## TO DO
All lines with the word "target" must be pulled from the entries below.

## GIVEN RECORDS
-- -- --

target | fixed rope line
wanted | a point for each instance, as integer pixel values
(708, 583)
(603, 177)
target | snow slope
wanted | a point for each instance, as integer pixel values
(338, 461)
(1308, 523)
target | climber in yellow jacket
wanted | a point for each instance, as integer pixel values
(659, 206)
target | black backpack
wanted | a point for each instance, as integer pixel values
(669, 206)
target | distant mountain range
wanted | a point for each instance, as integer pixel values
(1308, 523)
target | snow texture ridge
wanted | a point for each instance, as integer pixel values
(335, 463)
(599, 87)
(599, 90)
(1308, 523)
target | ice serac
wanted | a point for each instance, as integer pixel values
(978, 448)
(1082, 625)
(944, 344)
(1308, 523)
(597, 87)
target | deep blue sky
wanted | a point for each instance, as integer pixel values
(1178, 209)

-- -- --

## ANSWER BOX
target | fixed rope line
target | snow slope
target | climber in yellow jacket
target | black backpack
target | distant mountain range
target | snow texture ridge
target | ice serac
target | deep blue sky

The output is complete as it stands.